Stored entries
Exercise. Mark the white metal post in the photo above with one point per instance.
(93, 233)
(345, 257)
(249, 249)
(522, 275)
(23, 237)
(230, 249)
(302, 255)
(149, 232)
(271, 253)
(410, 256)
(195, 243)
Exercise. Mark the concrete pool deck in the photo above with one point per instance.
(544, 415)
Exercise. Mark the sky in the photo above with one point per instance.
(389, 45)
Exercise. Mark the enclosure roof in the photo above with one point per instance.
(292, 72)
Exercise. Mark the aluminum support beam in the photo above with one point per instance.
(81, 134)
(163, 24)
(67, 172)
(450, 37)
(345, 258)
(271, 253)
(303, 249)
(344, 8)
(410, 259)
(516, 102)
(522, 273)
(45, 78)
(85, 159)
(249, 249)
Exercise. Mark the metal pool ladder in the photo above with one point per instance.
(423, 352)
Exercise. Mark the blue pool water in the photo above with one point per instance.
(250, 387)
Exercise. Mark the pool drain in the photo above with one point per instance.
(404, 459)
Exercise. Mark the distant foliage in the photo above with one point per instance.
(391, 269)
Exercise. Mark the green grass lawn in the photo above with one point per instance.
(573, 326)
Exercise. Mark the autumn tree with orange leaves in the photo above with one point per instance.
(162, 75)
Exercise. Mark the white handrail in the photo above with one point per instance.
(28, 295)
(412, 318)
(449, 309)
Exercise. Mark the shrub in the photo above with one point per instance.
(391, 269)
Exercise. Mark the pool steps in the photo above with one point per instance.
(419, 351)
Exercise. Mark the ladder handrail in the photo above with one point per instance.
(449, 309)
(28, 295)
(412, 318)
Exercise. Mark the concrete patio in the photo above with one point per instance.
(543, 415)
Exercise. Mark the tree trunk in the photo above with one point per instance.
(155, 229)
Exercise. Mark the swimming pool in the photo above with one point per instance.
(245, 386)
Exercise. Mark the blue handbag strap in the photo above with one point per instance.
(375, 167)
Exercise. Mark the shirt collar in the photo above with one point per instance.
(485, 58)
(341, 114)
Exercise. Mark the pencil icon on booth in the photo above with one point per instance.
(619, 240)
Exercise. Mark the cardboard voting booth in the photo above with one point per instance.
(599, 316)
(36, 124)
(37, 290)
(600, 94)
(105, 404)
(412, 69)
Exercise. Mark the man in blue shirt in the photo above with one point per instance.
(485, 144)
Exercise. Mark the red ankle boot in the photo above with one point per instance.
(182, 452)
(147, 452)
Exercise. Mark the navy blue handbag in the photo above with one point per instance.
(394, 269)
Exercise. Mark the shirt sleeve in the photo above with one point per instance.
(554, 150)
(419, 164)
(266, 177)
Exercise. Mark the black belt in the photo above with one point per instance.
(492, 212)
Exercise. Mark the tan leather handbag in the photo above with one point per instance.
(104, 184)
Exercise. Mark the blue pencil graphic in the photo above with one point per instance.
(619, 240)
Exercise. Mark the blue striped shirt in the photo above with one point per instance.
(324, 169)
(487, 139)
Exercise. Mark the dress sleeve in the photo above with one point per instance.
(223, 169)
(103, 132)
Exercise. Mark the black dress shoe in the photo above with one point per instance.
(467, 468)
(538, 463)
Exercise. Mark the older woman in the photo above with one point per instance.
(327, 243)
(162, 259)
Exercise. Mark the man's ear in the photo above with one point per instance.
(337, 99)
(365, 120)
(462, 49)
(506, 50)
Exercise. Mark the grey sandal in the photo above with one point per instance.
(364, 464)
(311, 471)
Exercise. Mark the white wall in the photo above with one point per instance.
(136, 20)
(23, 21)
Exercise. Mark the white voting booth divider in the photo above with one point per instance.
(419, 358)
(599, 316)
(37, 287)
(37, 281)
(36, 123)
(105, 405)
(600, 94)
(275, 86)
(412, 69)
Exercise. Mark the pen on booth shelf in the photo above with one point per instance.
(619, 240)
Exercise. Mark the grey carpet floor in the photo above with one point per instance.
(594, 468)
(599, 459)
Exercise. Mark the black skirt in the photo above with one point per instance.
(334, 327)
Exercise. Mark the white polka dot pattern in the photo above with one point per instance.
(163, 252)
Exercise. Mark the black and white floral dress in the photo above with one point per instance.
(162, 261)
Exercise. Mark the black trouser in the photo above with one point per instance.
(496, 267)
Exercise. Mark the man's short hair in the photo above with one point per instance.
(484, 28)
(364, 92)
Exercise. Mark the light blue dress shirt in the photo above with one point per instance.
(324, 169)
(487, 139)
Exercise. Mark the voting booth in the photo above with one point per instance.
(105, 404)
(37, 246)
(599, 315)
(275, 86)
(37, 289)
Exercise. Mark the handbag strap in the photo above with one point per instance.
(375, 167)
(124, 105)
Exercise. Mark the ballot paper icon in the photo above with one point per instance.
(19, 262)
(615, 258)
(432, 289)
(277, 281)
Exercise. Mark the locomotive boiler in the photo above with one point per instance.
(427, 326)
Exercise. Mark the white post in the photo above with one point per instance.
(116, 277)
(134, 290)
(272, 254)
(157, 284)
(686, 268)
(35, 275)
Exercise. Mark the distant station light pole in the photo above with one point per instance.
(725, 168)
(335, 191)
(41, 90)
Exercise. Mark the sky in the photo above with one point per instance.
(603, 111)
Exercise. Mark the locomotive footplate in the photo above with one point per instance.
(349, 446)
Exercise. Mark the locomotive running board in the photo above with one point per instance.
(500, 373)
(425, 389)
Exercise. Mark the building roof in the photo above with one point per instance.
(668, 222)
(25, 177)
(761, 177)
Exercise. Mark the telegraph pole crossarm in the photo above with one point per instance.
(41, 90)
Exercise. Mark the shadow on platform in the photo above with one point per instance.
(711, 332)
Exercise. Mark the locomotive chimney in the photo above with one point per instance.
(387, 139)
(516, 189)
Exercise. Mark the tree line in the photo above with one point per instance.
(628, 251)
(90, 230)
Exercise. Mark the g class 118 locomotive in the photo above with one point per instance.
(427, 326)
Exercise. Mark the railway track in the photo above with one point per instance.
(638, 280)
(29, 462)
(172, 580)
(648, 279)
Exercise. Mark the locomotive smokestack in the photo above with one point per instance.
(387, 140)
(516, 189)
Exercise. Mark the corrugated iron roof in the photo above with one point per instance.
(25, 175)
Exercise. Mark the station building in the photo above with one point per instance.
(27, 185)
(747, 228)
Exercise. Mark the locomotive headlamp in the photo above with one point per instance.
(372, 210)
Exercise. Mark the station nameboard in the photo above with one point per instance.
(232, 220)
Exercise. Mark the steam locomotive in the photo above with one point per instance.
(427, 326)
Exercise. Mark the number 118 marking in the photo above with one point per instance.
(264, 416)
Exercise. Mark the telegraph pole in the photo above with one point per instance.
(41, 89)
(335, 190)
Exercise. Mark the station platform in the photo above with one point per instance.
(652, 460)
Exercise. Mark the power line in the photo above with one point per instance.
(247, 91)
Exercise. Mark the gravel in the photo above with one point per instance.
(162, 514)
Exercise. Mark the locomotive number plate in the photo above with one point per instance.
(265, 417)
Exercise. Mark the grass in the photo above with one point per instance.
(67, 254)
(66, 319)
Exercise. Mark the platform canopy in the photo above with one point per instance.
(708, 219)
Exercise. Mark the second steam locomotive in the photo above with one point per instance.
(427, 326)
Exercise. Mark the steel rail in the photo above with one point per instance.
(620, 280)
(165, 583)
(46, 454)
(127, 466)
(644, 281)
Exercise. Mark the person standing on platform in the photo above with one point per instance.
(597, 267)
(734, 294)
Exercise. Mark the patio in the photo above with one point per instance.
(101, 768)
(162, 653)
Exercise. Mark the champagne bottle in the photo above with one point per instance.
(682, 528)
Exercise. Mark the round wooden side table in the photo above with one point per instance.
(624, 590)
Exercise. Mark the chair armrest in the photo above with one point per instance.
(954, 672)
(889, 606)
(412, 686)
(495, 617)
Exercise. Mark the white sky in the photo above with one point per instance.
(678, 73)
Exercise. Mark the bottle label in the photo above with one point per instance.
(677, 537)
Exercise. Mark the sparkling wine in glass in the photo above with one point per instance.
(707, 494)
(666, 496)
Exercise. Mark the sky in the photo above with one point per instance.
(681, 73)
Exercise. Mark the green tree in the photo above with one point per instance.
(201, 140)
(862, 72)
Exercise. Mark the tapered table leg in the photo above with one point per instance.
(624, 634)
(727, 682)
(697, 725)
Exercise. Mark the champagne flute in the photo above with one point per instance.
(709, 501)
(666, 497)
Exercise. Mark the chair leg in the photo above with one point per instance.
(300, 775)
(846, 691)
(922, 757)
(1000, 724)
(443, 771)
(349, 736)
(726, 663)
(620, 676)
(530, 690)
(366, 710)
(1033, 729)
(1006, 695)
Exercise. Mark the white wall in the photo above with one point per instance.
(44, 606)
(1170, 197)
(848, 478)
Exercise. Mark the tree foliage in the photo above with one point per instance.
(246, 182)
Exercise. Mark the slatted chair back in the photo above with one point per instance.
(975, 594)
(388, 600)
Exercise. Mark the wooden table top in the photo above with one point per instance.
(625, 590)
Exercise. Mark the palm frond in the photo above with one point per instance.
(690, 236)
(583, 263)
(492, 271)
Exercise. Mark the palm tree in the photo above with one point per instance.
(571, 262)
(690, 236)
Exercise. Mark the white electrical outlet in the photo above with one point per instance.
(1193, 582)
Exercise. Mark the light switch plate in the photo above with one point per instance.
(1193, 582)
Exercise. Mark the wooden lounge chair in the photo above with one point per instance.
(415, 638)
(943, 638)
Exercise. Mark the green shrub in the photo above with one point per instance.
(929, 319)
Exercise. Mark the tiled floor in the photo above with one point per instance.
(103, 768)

• What needs to be done: Can you write out, word for word, the rows starting at the one that contains "Exercise. Mark the tiled" and continuing through the final row?

• Solution:
Exercise. Mark the tiled floor in the photo above with one point per instance.
(103, 768)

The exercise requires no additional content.